• [Travaux demandés]
[A] D'après l'entretien avec Romain R, pendant combien d'années a-t-il vécu à Londres ?
[B] Reprenez l'entretien avec Romain R à la suite de sa dernière phrase.

• [Texte source]
R.R – Tout d’abord je voudrais vous remercier de vous intéresser à mon travail et de le faire connaitre auprès de votre public !  Pour en revenir à votre question, j’ai commencé ce blog il y a un peu plus de deux ans simplement parce que je désirais d’abord mettre sur papier ce que j’avais observé dans mon métier, mais également pour pouvoir m’entrainer à écrire, ce qui n’est pas chose simple quand ce n’est pas ce pour quoi on est fait. J’ai donc pris le premier nom qui me passait par la tête dans la mesure où cela ne me semblait pas d’une importance capitale. Il n’y avait par conséquent aucune volonté de me mettre à l’abri des regards mais simplement de ne pas attacher trop de temps et d’importance à des questions de formes qui n’ont d’intérêt que pour ceux qui publient dans un but quasi exclusivement lucratif (qui ne me dérange pas par ailleurs).
Vous signez vos enquêtes « Romain R » mais le public sait peu de choses de vous ? D’où venez-vous ? Quel est votre parcours ? Quelle est votre légitimité ?

R.R- Bonne question puisqu’il est toujours important de savoir d’où parlent les gens pour comprendre leur point de vue ! Comme vous le faisiez remarquer dans un de vos récents articles, je suis effectivement pâtissier, bien qu’ayant commencé par un apprentissage en cuisine et en dessert de restauration. Après quoi je suis parti pour Paris, un court passage en Savoie, le pays basque, Paris encore avant de traverser la Manche pour aller vivre à Londres pendant 8 ans et de revenir il y a peu chez moi ! J’ai un parcours assez diversifié qui m’a mené aussi bien dans des étoilés Michelin que des brasseries, restaurants saisonniers, des pâtisseries boutiques ainsi que des hôtels. Ma légitimité ? Ele n’est pas moins importante ni plus à justifier que certains critiques gastronomiques qui jugent sans connaitre (ou par amitié), certains cadres qui se reconvertissent restaurateurs, ou certains cuisiniers qui montent sur scène pour faire des spectacles humoristiques !

« La double éthique des grands chefs »

Quand on parcourt votre blog, on y trouve toute une série d’articles généralement très fouillés, très documentés et bien argumentés qui dénoncent d’une certaine façon les petites et grandes magouilles qui touchent le monde de la gastronomie. Qu’est-ce qui vous dérange le plus ? Qu’est-ce qui vous motive ?

• [Matériel fourni]
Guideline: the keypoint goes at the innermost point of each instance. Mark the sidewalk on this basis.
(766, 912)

• [Réponses aux exercices]
[A] Pendant huit ans.

[B]
R.R- Ce qui me dérange le plus, je dirais que c’est probablement cette double éthique presque inhérente à ceux qu’on appelle aujourd’hui les grands chefs. Cette capacité inouïe – pour ne prendre qu’un exemple – à montrer du doigt des petits restaurateurs – ou même des chaines – qui n’utilisent pas que des produits frais lorsqu’on a soi même sur sa veste une flopée de sponsors de l’industrie agroalimentaire. Ce qui revient à attaquer d’un coté ce qu’on a soi-même aidé à développer de l’autre !  Ce qui me motive, c’est d’essayer de comprendre ce que cela signifie d’être un grand chef de nos jours.
Les affaires que vous soulevez sont multiples. Quelle est l’enquête qui vous a demandé le plus de travail ?

R.R- Deux articles en fait qui sont liés. Le premier sur le Slow Food et Carlo Petrini et le deuxième sur Alain Ducasse et son concept de Naturalité. Les deux traitent de la subversion de l’écologie par le mondialisme et ce n’est pas un hasard si ces deux personnages collaborent sur des projets communs !
Quelle est celle qui vous a valu le plus de réactions ?

R.R- Le plus de réactions je ne sais plus, mais la réaction qui m’a le plus marqué est celle d’un ancien candidat de Top Chef et homme sandwich de Nespresso – que je ne nommerai pas – qui après mon article sur cette marque de café m’avait envoyé un message pour me remercier en me disant que cela lui donnait de quoi méditer pour la nouvelle année. Inutile de rappeler que personne ne tient ses bonnes résolutions de début d’année et quelques mois plus tard, il se retrouvait encore plus mis en avant par son sponsor !
Quelle est votre méthode d’investigation ? Vous met-on parfois sur des pistes ?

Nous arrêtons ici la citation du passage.